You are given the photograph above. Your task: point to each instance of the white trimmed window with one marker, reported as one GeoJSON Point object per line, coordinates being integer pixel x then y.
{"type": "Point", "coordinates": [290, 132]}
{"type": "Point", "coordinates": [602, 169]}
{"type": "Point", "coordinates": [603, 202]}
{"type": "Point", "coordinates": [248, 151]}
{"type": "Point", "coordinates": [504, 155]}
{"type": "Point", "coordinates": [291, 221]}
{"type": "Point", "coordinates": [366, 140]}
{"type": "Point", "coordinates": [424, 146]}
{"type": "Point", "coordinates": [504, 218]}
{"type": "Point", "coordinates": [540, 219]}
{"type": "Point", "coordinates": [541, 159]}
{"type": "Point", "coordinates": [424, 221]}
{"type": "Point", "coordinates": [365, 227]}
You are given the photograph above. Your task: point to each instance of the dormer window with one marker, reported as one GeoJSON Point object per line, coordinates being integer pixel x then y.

——

The entries above are to be retyped exactly, with nothing left out.

You are given the photograph above. Your task: point to each instance of the white trimmed window with one marker, reported as one GeoJSON Point object per line, coordinates being integer pixel x then y.
{"type": "Point", "coordinates": [290, 132]}
{"type": "Point", "coordinates": [602, 169]}
{"type": "Point", "coordinates": [603, 202]}
{"type": "Point", "coordinates": [248, 151]}
{"type": "Point", "coordinates": [504, 155]}
{"type": "Point", "coordinates": [291, 221]}
{"type": "Point", "coordinates": [366, 140]}
{"type": "Point", "coordinates": [424, 146]}
{"type": "Point", "coordinates": [504, 218]}
{"type": "Point", "coordinates": [540, 219]}
{"type": "Point", "coordinates": [541, 159]}
{"type": "Point", "coordinates": [424, 221]}
{"type": "Point", "coordinates": [365, 227]}
You are given the photograph above. Your task: point to each instance of the dormer window with one marker, reported as one GeoJSON Point object per line, coordinates being integer pixel x then y.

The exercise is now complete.